4.1. Traditional Word Embeddings#

Word Embedding in simple term is a representation of a word. Word embedding techniques are used for analysing texts. It is capable of capturing context of a word in a document, semantic and syntactic similarity, relation with other words, etc.

But why do we need it? The problem with Machine Learning or Deep Learning models is that it can’t understand texts. So, we have to convert the words into numbers.

Thus, loosely speaking, word embedding are vector representations of a particular word. It allows words with similar meaning to have a similar representation. They can also approximate meanings.

So, how do they capture the context? We will get to it soon. But in this section we will be describing various ways to find the vector representation of a word using the Traditional Word Embeddings approach.

One-Hot Vectors#

You can follow this write-up (link to previous chapter) to know about One Hot Encoding.

Tasks to complete
**A)** According to the word embeddings text, why do words have to be converted into numbers?
**B)** Write out the portion of the word embeddings text starting with "4.1. Traditional Word" and going on through "also approximate meanings.".
These rows have no connection to the word embeddings text.

Coordinate annotation entries:
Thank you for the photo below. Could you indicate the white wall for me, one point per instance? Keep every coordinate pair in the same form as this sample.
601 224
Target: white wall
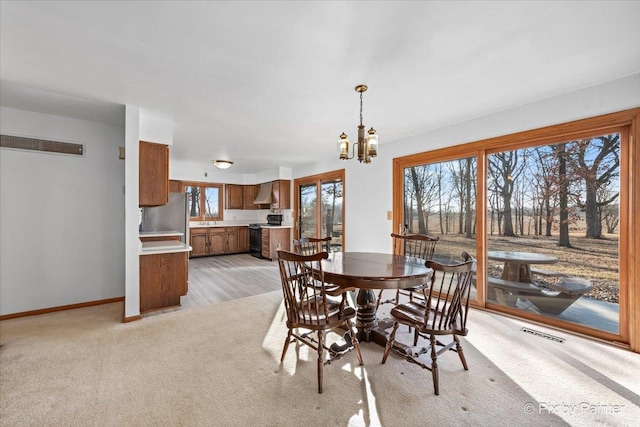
132 242
61 217
368 188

Solutions
**A)** Machine Learning or Deep Learning models can't understand texts.

**B)**
4.1. Traditional Word Embeddings#

Word Embedding in simple term is a representation of a word. Word embedding techniques are used for analysing texts. It is capable of capturing context of a word in a document, semantic and syntactic similarity, relation with other words, etc.

But why do we need it? The problem with Machine Learning or Deep Learning models is that it can’t understand texts. So, we have to convert the words into numbers.

Thus, loosely speaking, word embedding are vector representations of a particular word. It allows words with similar meaning to have a similar representation. They can also approximate meanings.